Goal: From the page on the future of the GMDSS, list every means of getting information that it calls a "Pull" system.

The future of the GMDSS;
A leisure sailor's view

What this page is about

This page discusses the dissemination of Marine Safety Information particularly to leisure sailors. Much of what is said here appeared in the January, 2015 edition of Navigation News, published by the Royal Institute of Navigation.


The Internet is here to stay. Sailors, particularly leisure sailors are using it as a means of obtaining MSI. Those providing MSI should take that into account. They should not assume that everyone will use traditional communications even though it might be argued that they should. Providers of MSI are advised to ensure that all MSI is readily available on-line whether by broad or narrow band systems.

Related pages

On this page –

Inshore MSI
Offshore MSI
High Seas MSI
Communications Technology
Accessing the InteretI
MSI by email
The consequences
The Future?
IMO Implications
Current state of play


Navigation warnings, weather warnings, repeats of Mayday or Pan-Pan messages, weather forecasts and so on are known collectively as MSI. Messages are broadcast as part of the GMDSS (Global Maritime Distress and Safety System,) so that anyone at sea or going to sea ,anywhere in the world, should have adequate and timely warning of potential or actual hazards. The GMDSS concept is a “Push” system. Users switch on their equipment, ensure it is tuned to the correct frequency and read or listen to the information that arrives.

Calls on VHF to a coastguard, telephone requests or browsing a web site are all “Pull” systems. Users take positive action to obtain information. That requires up to date knowledge of data sources and competence in the use of any necessary equipment.

Source data:

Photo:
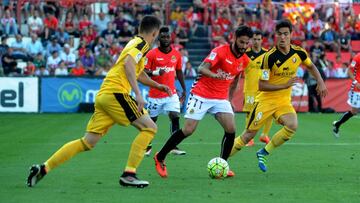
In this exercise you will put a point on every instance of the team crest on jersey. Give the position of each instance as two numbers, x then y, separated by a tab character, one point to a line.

Right answer:
- Calls on VHF to a coastguard
- Telephone requests
- Browsing a web site